LISTE DES TÂCHES:
[A] Les affirmations suivantes sont-elles conformes au récit sur l'enfant roi dans le métro ? (i) C'est le père qui s'occupe de l'enfant. (ii) L'homme assis en face dit que ce n'est rien. (iii) La mère sort des journaux et des crayons d'un grand cabas. Répondez par oui ou par non, en citant mot pour mot le passage du récit qui tranche.
[B] Écrivez la suite du récit sur l'enfant roi dans le métro, à partir de sa dernière phrase.

TEXTE FOURNI:
Bleu : Rue des Boulets
Et dire qu'hier j'avais cru faire la liste complète de mes phobies ératépéennes ! Inconsciente, va ! C'est à Rue des Boulets
(nom prémonitoire s'il en est - mais, au fait, d'où vient-il ? ) que je
me suis rendue compte de mon erreur ... déjà sur le quai, IL trépignait
d'impatience et suffoquait presque d'indignation, protestant pour
recouvrer sa liberté de mouvement.
Puis IL a sauté dans le wagon,
focalisant l'attention sur LUI, point de convergence de tous les
regards, objet des convoitises mielleuses des unes, terreur des
collants et des vêtements fragiles pour les autres ... il est entré ...
l'ENFANT ROI !!!
Tout de suite, c'est un festival : il échappe enfin à sa mère et se rue sur la plus proche des places libres ; il escalade la banquette et commence aussitôt une partie de trampoline, debout sur le siège, accroché au dossier. Naturellement, la mère (je suis désolée, c'est toujours la mère qui s'en occupe, le père ne s'y risque pas ) émet une timide protestation ("sois sage, Baptiste, mon chou, fais attention aux gens" ) ; Baptiste n'en a cure, mais soudain lassé, il se retourne et se laisse tomber assis sur le siège, les pieds en avant. Première victime, la rotule du type assis en face ; il esquisse un pâle sourire et marmonne d'une voix sourde : "ce n'est rien". Puis il frotte ostensiblement son pantalon.
Profitant de ce qu'il est assis, la mère tâche d'occuper le petit ange en lui présentant journaux et crayons qu'elle stockait dans un grand cabas (l'ouverture du cabas révèle aussi une provision impressionnante de boissons, sucreries, gâteaux, ... de quoi assurer une anesthésie totale par indigestion, en cas d'urgence ! ).

LIGNES DE DONNÉES:
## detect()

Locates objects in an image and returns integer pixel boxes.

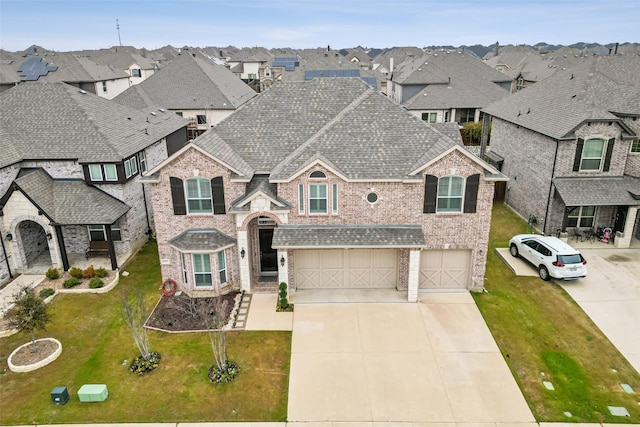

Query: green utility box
[78,384,109,402]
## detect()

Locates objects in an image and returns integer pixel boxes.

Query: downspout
[0,232,13,279]
[542,139,565,233]
[141,184,152,236]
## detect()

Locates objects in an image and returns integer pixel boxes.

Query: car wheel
[538,265,551,281]
[509,243,520,258]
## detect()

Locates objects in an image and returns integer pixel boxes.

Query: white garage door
[294,249,398,289]
[419,250,471,289]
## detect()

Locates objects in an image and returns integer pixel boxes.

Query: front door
[613,206,629,233]
[258,228,278,274]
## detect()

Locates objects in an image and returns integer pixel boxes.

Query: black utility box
[51,387,69,405]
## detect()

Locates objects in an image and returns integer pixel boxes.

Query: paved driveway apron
[559,249,640,372]
[288,293,536,426]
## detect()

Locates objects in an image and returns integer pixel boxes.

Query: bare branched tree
[122,292,151,360]
[201,296,229,371]
[5,286,49,353]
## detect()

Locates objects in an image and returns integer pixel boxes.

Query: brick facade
[151,148,494,292]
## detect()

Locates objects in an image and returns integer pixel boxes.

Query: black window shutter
[422,175,438,213]
[573,138,584,172]
[464,173,480,213]
[602,138,615,172]
[211,176,227,215]
[169,177,187,215]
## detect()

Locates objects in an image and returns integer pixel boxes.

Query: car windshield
[558,254,584,264]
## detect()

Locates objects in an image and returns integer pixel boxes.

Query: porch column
[613,206,638,249]
[53,225,69,271]
[278,249,289,293]
[407,250,420,302]
[104,225,118,270]
[236,230,251,292]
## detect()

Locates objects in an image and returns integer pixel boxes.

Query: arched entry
[16,220,51,273]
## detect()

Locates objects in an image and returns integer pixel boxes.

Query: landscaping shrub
[69,267,82,284]
[89,277,104,289]
[276,282,293,312]
[38,288,56,299]
[62,277,80,289]
[129,351,161,375]
[82,265,95,279]
[209,360,240,384]
[44,267,60,280]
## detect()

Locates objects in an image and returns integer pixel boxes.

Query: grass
[473,205,640,423]
[0,242,291,425]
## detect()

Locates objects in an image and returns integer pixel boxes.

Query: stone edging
[7,338,62,372]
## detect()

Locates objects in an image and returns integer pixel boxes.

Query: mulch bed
[146,291,239,332]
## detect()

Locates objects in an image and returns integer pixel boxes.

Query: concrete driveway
[288,293,536,426]
[560,249,640,372]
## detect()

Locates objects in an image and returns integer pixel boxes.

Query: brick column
[407,250,420,302]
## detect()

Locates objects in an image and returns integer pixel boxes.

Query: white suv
[509,234,587,280]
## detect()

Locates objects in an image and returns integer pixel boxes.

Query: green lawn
[0,242,291,425]
[473,204,640,423]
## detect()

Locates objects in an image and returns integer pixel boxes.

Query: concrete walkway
[0,274,44,316]
[288,293,535,426]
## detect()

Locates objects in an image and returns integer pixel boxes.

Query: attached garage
[294,249,398,289]
[418,249,471,289]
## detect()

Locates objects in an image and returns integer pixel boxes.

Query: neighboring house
[483,56,640,247]
[0,82,187,282]
[93,50,158,86]
[114,50,257,139]
[141,78,506,301]
[485,45,590,92]
[387,51,511,124]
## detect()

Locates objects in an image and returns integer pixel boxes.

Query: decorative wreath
[162,279,178,297]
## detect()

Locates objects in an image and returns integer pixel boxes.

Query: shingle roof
[14,169,130,225]
[0,82,186,167]
[114,51,257,110]
[271,224,426,249]
[168,228,236,252]
[483,55,640,139]
[553,175,640,206]
[194,78,461,180]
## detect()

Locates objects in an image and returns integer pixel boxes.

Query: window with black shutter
[573,138,584,172]
[169,177,187,215]
[464,174,480,213]
[211,176,227,215]
[422,175,438,213]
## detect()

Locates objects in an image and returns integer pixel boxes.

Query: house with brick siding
[140,78,506,301]
[483,55,640,248]
[0,82,187,282]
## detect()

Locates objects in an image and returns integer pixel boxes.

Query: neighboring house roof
[393,51,512,87]
[193,78,461,182]
[483,55,640,139]
[0,82,187,167]
[271,224,427,249]
[3,169,130,225]
[113,51,257,110]
[168,228,236,252]
[553,176,640,206]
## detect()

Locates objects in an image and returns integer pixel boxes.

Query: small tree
[6,286,50,353]
[122,292,160,374]
[200,294,240,384]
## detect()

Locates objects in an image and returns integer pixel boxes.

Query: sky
[0,0,640,51]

LISTE DES RÉPONSES:
[A]
(i) Non : « c'est toujours la mère qui s'en occupe, le père ne s'y risque pas »
(ii) Oui : « marmonne d'une voix sourde : "ce n'est rien" »
(iii) Oui : « en lui présentant journaux et crayons qu'elle stockait dans un grand cabas »

[B]
Comme je m'y attendais, journaux et crayons sont instantanément projetés au sol, d'un va et vient frénétique de l'avant-bras du petit Baptiste ; je ressens un frémissement de joie, pressentant l'imminence d'une beigne bien méritée ! Mon voisin semble lui aussi dans l'attente, il a levé les yeux de son journal... Nous sommes suspendus à la main de la mère !
Cruelle désillusion ! Jouant l'apaisement, la mère lance une sévère réprimande ("Non, Baptiste ! il ne faut pas faire ça, c'est mal !"), au risque de traumatiser le petit homme à vie ; quelques voyageurs plongent sous les sièges pour récupérer les crayons qui ont roulé et les feuilles éparpillées ; quelques rares individus ont l'air déçus et consternés.
Dans quarante ans, quand vous le reverrez, à la télé, hurlant dans son micro et tapant du poing sur la table, rappelez-vous le petit Baptiste et excusez-le : il a été bien maltraité par ses parents !
Je descends à Miro, avec l'envie de coller des claques à tout ce qui bouge ; demain, vendredi, je pars un peu plus tard, blouson cuir gris, pantalon à mi-mollets, bottines.
Alors, à demain ?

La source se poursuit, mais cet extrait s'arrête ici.